▸ WORK TO BE COMPLETED:
In the forum thread, what current rating is given for Relay Board 1?

▸ PAGE:
>> start

# Question: Is a relay board suitable a replacement for SSR?



## Navin (12/8/17)

Hey all, i'm designing a hefty upgrade for my BCS controlled panel and was wondering if anyone can see a problem with my scope of works. Every system i've looked at seems to utilise solid state relays for switching the elements that have heatsinks mounted externally for effectiveness. Relay boards, if they can cope with the heat will be less costly overall and eliminate the need to cut a hole in my control box to mount a heat sink. Is it likely that these relay boards will produce less heat than SSRs? or is that breaking the law of thermodynamics.

I was also hoping to utilise a 24v circuit for safety reasons (and possibly utilise the 24v for some solenoid ball valves later down the track). 

2 march pumps
2 2400w elements (hlt, hex) at this stage

Switching is planned to occur as follows:

BCS- toggle +5vdc outputs to Relay Board 1
Relay Board 1- upon receiving +5vdc toggles +24vdc outputs
pilot lights, alarms, switches (manual on- off - bcs auto) on this 24vdc circuit providing low voltage to the controls.​Relay Board 2- upon receiving +24vdc switches ~240vac to pumps and elements.

Alternatively Relay Board 1 is rated at 10a so could i just run everything ~240vac from it and eliminate the +24vdc circuit and Relay Board 2, but each element will draw 10a so even with a 10a inline breaker would probably recieve a lot of nuisance trips, hence the second board. I could still keep low voltage to the switches by putting them inline with the bcs +5vdc output but the pilot lights and alarm would need to be on the ~240vac circuit in this case.

>> end

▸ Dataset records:

>> start

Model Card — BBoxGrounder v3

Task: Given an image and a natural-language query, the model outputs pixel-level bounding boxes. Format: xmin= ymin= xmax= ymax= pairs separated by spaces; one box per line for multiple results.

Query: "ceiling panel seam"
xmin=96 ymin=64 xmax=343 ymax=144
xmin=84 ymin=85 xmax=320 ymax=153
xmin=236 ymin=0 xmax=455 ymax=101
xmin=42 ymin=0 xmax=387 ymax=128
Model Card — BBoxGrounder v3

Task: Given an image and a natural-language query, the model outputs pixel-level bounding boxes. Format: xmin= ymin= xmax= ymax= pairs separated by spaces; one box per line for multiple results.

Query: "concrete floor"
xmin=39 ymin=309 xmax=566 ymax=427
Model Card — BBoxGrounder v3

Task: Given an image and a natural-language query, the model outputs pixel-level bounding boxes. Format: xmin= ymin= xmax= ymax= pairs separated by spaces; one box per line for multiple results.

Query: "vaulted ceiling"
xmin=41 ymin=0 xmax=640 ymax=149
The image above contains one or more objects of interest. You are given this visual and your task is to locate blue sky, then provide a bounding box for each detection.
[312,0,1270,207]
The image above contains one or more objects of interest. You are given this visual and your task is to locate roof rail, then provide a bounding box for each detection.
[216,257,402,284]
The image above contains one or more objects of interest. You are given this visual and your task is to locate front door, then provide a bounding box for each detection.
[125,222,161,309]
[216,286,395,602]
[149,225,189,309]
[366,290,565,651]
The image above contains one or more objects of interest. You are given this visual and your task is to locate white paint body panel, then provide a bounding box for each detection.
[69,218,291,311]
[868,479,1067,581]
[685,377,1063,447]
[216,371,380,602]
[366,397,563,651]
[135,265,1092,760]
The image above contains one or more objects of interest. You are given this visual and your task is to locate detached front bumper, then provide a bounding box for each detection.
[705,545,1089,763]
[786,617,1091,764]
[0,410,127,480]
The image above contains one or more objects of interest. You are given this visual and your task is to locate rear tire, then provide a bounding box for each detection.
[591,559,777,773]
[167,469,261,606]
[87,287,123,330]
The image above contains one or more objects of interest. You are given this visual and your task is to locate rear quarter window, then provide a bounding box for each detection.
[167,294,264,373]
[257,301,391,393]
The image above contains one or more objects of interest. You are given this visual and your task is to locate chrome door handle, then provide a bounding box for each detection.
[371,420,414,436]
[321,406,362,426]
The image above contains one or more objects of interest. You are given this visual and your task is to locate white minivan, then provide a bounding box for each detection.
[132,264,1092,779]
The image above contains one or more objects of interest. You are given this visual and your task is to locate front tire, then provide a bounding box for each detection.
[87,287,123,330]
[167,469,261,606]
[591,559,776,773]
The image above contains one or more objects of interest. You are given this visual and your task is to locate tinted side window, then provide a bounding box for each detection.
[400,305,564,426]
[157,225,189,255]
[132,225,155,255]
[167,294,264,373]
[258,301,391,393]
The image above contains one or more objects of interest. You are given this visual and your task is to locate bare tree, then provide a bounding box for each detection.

>> end

▸ SOLUTION TO THIS EXERCISE:
10 A